In the records, each line holding "white" must be reported.

# The records:
--*--
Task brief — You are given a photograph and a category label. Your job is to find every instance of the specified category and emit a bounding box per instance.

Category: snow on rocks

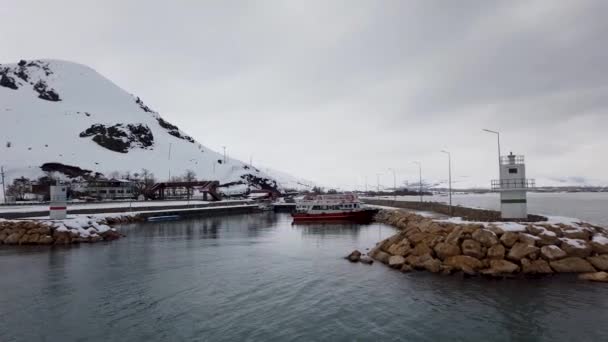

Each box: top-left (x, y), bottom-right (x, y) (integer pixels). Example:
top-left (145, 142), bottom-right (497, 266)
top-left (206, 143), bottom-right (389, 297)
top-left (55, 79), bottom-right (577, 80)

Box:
top-left (370, 209), bottom-right (608, 283)
top-left (0, 214), bottom-right (138, 246)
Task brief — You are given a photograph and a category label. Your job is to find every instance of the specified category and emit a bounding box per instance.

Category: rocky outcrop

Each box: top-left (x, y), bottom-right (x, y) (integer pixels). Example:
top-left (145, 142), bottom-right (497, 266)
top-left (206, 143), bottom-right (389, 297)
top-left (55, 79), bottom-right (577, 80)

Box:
top-left (79, 123), bottom-right (154, 153)
top-left (370, 209), bottom-right (608, 282)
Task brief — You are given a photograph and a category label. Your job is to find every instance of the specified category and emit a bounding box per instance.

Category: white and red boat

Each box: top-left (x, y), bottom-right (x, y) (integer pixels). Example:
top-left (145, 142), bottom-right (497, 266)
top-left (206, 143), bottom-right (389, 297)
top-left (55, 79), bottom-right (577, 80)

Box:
top-left (292, 193), bottom-right (378, 223)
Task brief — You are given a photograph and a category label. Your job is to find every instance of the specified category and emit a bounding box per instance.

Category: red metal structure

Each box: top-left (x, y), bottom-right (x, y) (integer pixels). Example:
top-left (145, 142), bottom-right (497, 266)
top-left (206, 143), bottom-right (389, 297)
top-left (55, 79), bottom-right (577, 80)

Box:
top-left (147, 181), bottom-right (221, 201)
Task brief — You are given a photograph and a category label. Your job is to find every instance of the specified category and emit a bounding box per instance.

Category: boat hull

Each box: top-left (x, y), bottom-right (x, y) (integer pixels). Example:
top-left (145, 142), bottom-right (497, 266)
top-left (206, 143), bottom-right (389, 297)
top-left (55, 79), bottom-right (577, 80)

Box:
top-left (291, 209), bottom-right (378, 223)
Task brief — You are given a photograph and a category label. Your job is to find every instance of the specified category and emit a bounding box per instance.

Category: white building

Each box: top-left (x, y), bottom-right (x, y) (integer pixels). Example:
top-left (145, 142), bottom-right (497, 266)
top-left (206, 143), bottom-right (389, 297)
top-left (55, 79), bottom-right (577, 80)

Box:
top-left (85, 178), bottom-right (135, 200)
top-left (491, 153), bottom-right (535, 219)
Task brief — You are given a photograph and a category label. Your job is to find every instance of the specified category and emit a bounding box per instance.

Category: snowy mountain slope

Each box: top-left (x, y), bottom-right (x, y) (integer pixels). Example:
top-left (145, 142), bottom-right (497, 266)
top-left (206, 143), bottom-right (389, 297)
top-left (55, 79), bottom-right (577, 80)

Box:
top-left (258, 166), bottom-right (318, 191)
top-left (0, 59), bottom-right (298, 192)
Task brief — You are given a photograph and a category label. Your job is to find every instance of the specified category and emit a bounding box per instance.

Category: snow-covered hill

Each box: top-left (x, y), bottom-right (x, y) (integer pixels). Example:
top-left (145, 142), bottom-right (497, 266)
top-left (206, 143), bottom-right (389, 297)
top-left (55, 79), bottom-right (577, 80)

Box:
top-left (0, 59), bottom-right (300, 193)
top-left (258, 166), bottom-right (317, 191)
--*--
# Task answer:
Category: white and red boat
Category: white building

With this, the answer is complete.